WORK REQUIRED:
Extend the essay below on Venetian marble floor designs, starting right after its final sentence.
++++ GIVEN TEXT ++++
Illustration: Church marble floor design from Venice.
It must seem sometimes as if Venice is awash with a complexity of floor designs for both religious and secular buildings. There are a number of explanations, reasoning's and conjecture as to why this should be, ranging from its Byzantine roots, its undoubted wealth and its climate. Whatever the real reasons, the city has produced some of the most fascinating, complex and richly textured floor decoration to be found anywhere in Europe, and certainly some of the best surviving examples that we have.
Much of the work is marble based with insets of semi-precious materials such as lapis lazuli, offsetting the rich earth tones that make up so much of the decorative work. The examples shown here are all from Venice bar two which originate from Ravenna a city that also has a long tradition and a very long connection with Byzantium. It is perhaps this very real connection with the Byzantine Empire and its sophisticated decorative arts system, a craft tradition that was often both admired and envied in equal measures, that gave the initial impetus to this very specialised decorative tradition.
Illustration: Church marble floor design from Venice.
Venetian decorative floors cover the whole gambit of decorative styles, as well as that of different historic eras. There are floors that are closer in style to that of the old Roman mosaic floors, complete with imagery of animals and plant life as well as the incorporation of decorative borders. There are also medieval styled floors, very often incorporated into religious buildings. These are often symbolically driven and therefore have medallions dedicated to saints, as well as the usual decorative abstract insets and borders. The three Venetian examples shown in this article are very much part of a more sophisticated Renaissance style, one that used a system of abstract mathematical decoration, often including an optical illusional concept whereby different multi-sided shapes would be incorporated into the pattern work. However, it would be true to say that many of the Renaissance era floor patterns were very much rooted in the pattern work produced in the medieval period.
Illustration: Marble floor design from St Mark's Basilica, Venice.
Although this sophisticated style is undoubtedly a reflection of the rich tradition that is such an integral part of the decoration and ornament of Venice, it is also a tradition that encompassed much of medieval Europe. There are many floors of tile, mosaic and inset pattern work, much of it perhaps surprisingly geometrically and mathematically more complex than perhaps we would at first assume, particularly for a period that is still often classed today as being a relatively simple and unsophisticated European era.
Many of these complex floors decorated religious buildings and would no doubt have had a spiritual dimension to them as well as one that was purely decorative. The complex pattern work could well have reflected, at least in part, the often rich and aesthetic qualities of the medieval mind. Some have noted that the significance of the complexity of floor designs within a religious context, might well have had something to do with ideas of humility, where the individual would have lowered their eyes within the church and therefore have contemplated the intricacy that could be found on the floor, rather than allowing their eyes to wander around. Whatever the true reasoning behind the amount of effort put into these floor patterns, and there is probably more than one, much of the spiritual and philosophical understanding that enriched and embellished the original pattern work, has now gone and that is certainly a shame. However, we are still left with some of the most beautifully elaborate and intricately decorated floors produced in any era.
++++ DATA ++++
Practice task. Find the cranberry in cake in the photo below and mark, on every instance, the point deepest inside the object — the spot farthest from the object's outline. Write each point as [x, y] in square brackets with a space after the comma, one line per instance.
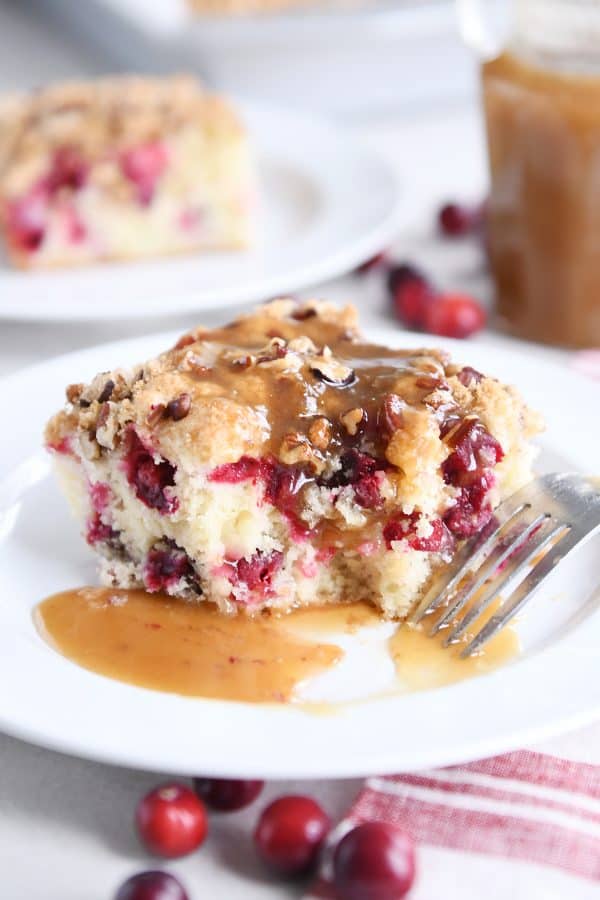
++++
OUTPUT BELOW:
Illustration: Church marble floor designs from Ravenna.
What these floor decorations do show us, whether from Venice, Ravenna, or even across Europe as a whole, is how much that can be achieved by the bringing together what is in fact, when the decorative pattern work is broken down, a very simple set of blocks. These simple units can produce in themselves very little. However, putting them together in a framework, whether mathematically or purely decoratively, can produce an effect that appears multi-faceted, even three-dimensional in character. Many of the floors used colour as a particular tool for pattern. Floor patterns in Venice used as little as four distinct colours, but equally effective pattern work could be achieved with as little as two colours, using an effective positive and negative framework. Using tones of the same colour can also give the impression that an overall unifying effect has been achieved, this is often much more preferable and certainly more sophisticated than the use of acutely distinct colours.
Many of the floors in Venice have used stone and marble that are earth based in tone and therefore the effect of the pattern work is much more subtle than perhaps some of the later and somewhat showier examples that can be seen in seventeenth and eighteenth century palaces across Europe. The earth tones were obviously an effective means of tying the floor to the building itself, often creating a unity when the same stone and marble was used throughout the building and not just within the decorative floor.
Illustration: Marble floor design from the Church of St Vitale, Ravenna.
Unfortunately, many of these sophisticated floor pattern systems have been lost across Europe over the generations. Many of the religiously based ones were actually dug up by various enthusiastic members of the Protestant Reformation who often saw them as forms of idolatry or merely as reminders of the previous Catholic tenants. They were not replaced until the Victorian era, but these often bore no real correlation with the original floors and were merely mass produced encaustic tiles claiming to be produced in the style of the medieval, but perhaps any decoration is better than none at all.
At least a number of these startlingly beautiful floors do still exist in Venice, and for that we should be truly grateful.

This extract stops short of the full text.